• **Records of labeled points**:
....................
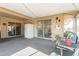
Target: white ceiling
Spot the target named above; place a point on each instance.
(40, 9)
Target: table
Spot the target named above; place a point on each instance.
(64, 47)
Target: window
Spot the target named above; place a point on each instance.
(14, 29)
(68, 23)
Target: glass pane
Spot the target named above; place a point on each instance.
(78, 26)
(40, 29)
(11, 29)
(47, 28)
(68, 23)
(18, 29)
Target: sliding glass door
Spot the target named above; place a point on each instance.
(40, 29)
(14, 29)
(44, 28)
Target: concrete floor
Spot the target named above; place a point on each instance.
(14, 45)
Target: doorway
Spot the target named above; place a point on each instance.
(44, 28)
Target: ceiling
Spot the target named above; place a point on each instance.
....................
• **SHORT PROBLEM**: Can you echo every item above word for word, leaving the pictures out?

• **SOLUTION FOR THIS PROBLEM**:
Target: white ceiling
Spot the target named above; place a point on each instance.
(40, 9)
Target: table
Spot the target named above; place a point on each instance.
(64, 47)
Target: window
Spot the target named above; place a point on each instance.
(14, 29)
(68, 23)
Target: glass pane
Spot the target named above; place a point on each instance.
(78, 26)
(40, 29)
(11, 29)
(47, 28)
(68, 23)
(18, 29)
Target: sliding glass door
Spot the target named above; place a point on each instance.
(40, 29)
(14, 29)
(44, 28)
Target: concrete floor
Spot the target named above; place a point on each instance.
(14, 45)
Target: doorway
Spot the target named above; place a point on each instance.
(44, 28)
Target: ceiling
Spot the target named above; place a point on each instance.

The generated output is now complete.